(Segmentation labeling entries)
##############################
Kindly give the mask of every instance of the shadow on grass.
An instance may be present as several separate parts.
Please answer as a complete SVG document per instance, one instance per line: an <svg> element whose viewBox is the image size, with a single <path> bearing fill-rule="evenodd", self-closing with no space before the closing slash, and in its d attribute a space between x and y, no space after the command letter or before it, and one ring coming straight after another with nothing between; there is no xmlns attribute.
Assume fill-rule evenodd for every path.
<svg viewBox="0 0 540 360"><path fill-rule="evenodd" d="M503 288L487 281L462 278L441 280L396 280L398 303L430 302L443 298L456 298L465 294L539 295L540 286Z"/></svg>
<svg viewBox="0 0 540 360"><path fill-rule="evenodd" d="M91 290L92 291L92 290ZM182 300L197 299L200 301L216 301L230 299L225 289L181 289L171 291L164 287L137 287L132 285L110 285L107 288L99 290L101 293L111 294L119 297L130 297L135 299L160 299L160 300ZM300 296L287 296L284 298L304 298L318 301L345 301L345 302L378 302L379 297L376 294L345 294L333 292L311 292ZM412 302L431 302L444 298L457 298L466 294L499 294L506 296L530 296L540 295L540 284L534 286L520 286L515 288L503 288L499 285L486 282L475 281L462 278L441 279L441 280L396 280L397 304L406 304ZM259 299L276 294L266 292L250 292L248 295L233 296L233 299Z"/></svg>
##############################
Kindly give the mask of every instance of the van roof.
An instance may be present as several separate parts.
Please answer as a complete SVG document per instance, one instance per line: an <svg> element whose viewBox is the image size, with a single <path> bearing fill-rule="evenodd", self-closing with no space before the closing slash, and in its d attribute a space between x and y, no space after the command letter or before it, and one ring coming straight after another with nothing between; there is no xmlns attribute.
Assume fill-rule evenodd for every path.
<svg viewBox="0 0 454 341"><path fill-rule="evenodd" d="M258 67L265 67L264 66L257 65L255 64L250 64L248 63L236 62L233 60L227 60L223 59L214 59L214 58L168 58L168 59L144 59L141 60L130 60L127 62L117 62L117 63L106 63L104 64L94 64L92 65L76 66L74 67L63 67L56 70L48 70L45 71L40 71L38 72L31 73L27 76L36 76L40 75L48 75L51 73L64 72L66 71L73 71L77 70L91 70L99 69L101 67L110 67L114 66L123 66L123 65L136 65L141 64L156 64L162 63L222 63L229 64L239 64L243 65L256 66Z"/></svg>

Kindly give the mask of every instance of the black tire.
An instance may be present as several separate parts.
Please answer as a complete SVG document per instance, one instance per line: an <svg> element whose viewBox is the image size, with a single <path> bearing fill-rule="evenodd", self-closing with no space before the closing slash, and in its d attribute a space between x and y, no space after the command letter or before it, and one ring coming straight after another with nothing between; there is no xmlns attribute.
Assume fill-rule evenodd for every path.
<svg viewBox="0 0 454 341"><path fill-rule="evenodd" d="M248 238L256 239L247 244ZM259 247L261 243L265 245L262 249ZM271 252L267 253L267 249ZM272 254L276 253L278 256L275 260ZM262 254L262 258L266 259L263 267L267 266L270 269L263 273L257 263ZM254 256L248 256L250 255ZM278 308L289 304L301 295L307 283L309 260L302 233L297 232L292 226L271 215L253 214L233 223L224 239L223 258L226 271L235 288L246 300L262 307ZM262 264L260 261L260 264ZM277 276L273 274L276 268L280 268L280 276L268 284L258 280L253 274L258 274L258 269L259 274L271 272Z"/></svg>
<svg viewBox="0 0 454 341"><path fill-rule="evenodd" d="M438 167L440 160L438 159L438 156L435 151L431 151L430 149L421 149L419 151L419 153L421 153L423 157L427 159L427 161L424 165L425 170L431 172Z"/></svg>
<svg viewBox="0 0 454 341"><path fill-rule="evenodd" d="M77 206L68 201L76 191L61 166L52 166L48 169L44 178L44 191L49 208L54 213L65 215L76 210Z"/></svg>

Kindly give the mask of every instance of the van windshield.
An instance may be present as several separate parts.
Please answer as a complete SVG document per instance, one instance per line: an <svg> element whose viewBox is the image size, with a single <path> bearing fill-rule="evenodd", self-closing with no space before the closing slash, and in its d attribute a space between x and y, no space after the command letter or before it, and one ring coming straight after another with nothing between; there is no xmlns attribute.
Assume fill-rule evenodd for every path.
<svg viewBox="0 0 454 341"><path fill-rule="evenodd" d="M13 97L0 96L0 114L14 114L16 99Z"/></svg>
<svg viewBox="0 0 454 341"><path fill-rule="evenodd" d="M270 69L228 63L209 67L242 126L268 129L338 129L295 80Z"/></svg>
##############################
STATED TASK: Put "windscreen" in place of "windshield" in the records. Begin at the line that has "Kindly give the mask of every instance of the van windshield.", stop after the line that has "69L228 63L209 67L242", and return only those lines with nothing else changed.

ANSWER IN FULL:
Kindly give the mask of every instance of the van windscreen.
An instance may be present as several separate parts.
Please answer as a complete SVG document per instance, one instance per line: an <svg> element whose viewBox is the image size, with a single <path> bearing fill-rule="evenodd", self-closing with no space before the closing slash, and in its d attribute a space between x and y, no space after the command letter or before it, and one ring coming straight after another with nothing between; there is no xmlns attribute.
Assume fill-rule evenodd for every path.
<svg viewBox="0 0 454 341"><path fill-rule="evenodd" d="M13 97L0 96L0 114L14 114L16 99Z"/></svg>
<svg viewBox="0 0 454 341"><path fill-rule="evenodd" d="M270 69L228 63L209 67L242 126L268 129L338 129L295 80Z"/></svg>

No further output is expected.